WHAT YOU NEED TO DO: Among the lines of the records, please find those that contain the word "toyota" and copy them.

(Dataset records)
⁂

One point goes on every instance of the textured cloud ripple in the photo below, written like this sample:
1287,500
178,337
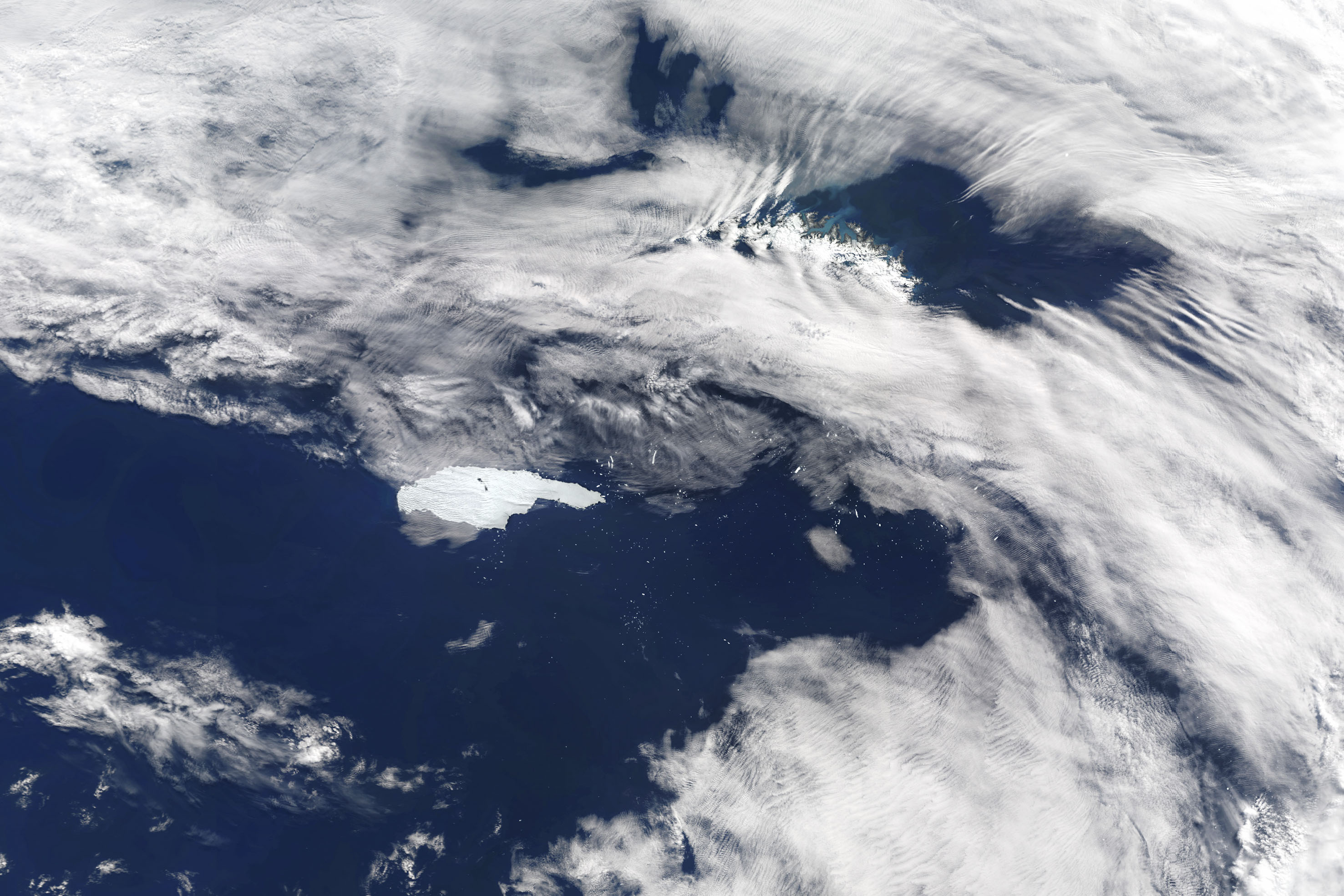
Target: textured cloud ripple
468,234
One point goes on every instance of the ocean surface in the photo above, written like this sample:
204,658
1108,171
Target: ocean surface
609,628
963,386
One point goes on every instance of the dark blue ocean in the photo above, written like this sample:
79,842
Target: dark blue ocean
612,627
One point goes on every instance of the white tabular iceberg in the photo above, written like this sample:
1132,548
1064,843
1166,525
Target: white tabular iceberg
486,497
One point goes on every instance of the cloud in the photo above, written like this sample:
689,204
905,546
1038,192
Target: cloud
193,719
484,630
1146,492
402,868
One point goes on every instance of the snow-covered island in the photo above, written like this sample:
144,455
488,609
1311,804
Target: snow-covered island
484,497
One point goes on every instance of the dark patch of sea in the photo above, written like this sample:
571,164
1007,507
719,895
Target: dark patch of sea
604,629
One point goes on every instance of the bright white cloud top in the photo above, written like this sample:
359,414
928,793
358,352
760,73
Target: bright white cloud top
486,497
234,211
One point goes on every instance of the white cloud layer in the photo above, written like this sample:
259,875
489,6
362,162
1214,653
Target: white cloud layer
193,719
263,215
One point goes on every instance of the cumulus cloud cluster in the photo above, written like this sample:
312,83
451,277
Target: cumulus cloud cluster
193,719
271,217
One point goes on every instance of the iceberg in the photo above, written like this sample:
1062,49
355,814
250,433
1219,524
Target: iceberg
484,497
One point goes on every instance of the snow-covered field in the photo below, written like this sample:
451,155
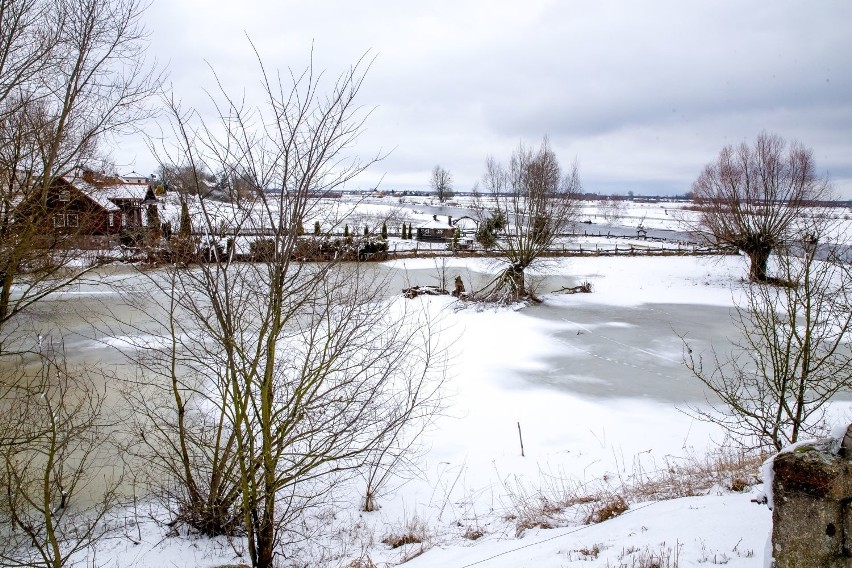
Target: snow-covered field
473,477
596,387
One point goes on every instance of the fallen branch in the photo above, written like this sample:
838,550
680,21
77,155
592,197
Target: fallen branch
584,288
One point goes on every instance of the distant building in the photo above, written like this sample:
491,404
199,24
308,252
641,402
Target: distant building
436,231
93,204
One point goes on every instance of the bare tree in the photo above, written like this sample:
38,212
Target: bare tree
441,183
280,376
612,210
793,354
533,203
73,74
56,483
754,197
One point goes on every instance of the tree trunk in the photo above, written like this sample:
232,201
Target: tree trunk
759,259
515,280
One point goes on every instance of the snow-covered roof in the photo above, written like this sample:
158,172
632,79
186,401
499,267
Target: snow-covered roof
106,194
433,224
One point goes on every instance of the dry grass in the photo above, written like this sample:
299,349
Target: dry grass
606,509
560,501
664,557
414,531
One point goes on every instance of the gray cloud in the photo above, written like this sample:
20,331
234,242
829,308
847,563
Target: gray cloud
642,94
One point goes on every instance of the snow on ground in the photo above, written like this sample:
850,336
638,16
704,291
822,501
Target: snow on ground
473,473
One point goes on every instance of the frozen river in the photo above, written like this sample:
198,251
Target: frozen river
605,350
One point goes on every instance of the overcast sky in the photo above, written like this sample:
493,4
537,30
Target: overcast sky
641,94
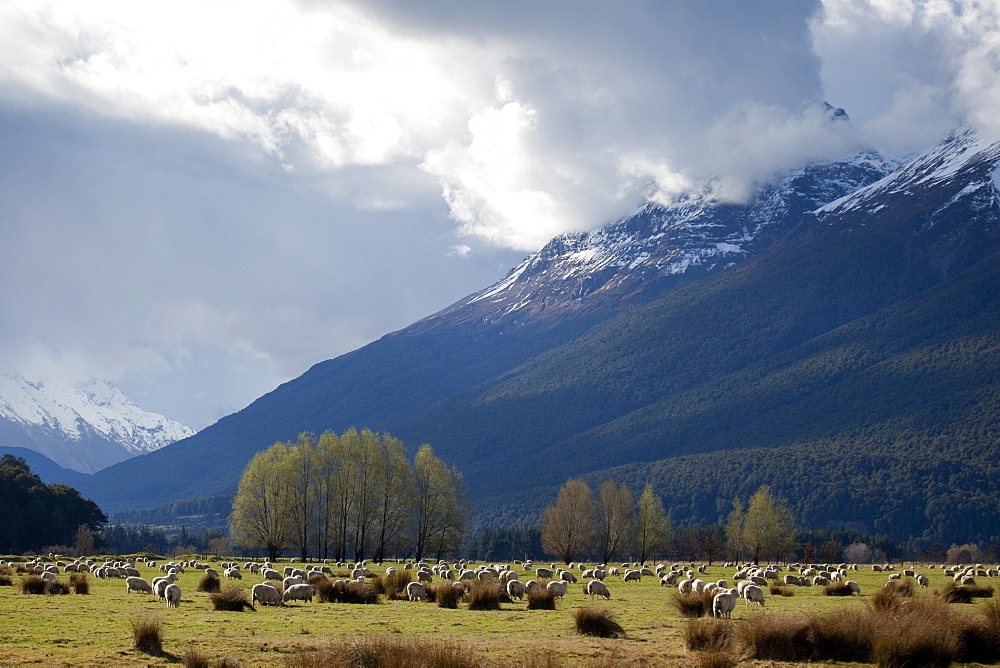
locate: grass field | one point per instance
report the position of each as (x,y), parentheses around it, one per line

⁂

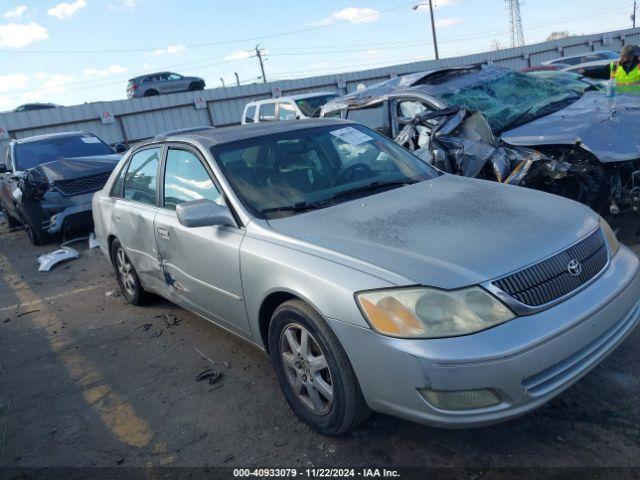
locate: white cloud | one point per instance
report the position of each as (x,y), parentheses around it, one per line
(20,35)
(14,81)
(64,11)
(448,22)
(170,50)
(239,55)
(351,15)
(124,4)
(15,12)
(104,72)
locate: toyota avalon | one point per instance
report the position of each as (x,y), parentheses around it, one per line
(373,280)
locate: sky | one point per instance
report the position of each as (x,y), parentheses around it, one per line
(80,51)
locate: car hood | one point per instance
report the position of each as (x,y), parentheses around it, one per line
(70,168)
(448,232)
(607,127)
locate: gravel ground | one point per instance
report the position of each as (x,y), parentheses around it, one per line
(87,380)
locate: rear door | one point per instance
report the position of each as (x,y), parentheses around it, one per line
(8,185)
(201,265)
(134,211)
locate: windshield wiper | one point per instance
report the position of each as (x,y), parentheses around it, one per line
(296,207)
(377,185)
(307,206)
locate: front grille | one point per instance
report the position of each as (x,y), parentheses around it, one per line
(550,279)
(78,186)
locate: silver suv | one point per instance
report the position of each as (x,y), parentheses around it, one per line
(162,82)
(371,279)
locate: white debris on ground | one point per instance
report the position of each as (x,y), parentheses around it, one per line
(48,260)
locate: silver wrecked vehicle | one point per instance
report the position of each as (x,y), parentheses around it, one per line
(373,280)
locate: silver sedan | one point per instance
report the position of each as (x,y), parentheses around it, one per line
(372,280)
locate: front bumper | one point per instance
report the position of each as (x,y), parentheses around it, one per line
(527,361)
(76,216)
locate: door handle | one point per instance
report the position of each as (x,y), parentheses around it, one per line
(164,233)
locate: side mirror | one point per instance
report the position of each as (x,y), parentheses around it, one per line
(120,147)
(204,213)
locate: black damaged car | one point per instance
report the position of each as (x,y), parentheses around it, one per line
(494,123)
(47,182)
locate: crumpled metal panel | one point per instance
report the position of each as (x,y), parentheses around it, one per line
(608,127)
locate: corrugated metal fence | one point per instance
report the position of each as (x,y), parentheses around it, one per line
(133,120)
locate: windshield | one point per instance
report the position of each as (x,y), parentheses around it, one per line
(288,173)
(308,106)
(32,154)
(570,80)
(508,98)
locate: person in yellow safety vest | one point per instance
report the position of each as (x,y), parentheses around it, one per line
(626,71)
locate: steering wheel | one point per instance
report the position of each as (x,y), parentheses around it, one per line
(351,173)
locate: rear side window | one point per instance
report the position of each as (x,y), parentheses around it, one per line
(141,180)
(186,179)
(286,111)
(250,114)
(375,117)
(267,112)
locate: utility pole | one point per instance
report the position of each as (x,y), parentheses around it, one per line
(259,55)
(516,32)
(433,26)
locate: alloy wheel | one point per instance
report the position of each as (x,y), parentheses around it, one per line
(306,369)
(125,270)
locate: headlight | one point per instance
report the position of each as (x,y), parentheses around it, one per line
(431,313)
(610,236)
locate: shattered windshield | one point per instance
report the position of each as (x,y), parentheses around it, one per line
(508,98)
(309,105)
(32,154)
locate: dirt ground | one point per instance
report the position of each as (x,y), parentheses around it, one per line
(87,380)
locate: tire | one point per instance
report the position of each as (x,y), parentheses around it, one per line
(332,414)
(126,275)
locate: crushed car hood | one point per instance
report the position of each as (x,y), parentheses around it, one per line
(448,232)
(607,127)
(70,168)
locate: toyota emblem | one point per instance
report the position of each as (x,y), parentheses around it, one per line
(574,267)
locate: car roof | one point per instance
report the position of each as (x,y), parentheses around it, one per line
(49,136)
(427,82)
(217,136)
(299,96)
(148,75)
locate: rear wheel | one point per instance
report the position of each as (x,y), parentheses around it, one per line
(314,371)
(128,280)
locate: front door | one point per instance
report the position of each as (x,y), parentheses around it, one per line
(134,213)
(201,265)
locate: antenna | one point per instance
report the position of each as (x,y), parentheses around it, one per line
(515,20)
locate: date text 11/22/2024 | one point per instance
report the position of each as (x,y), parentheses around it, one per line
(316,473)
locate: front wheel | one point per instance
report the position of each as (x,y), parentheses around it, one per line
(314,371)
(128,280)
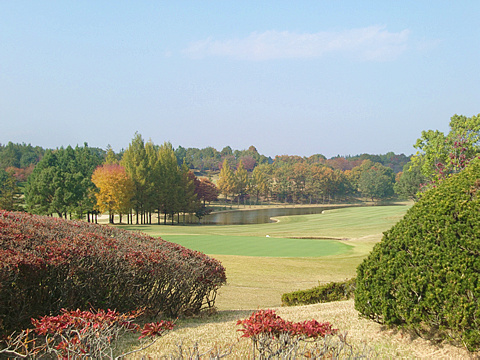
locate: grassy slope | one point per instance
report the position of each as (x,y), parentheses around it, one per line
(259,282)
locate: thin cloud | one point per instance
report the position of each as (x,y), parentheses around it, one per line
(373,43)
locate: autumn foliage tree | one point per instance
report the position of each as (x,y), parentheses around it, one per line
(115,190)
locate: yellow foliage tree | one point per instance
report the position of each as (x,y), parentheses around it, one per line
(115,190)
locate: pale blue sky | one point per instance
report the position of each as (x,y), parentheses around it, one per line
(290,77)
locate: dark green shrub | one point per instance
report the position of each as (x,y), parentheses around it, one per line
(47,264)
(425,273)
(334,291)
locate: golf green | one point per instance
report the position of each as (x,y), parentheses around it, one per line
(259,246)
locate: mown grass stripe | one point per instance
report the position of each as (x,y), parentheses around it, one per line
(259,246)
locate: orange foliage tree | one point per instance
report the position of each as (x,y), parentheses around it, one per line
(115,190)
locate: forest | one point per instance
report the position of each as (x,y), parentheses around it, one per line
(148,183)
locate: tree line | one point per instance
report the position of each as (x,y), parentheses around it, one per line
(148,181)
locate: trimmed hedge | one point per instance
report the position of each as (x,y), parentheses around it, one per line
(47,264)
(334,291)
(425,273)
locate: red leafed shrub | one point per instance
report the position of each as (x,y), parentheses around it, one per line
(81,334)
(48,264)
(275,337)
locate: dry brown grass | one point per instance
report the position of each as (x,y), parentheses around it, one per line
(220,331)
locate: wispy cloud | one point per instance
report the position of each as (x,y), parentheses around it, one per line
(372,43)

⁂

COMPLETED TASK:
locate: toyota avalon | one point per instance
locate: toyota emblem | one point per instance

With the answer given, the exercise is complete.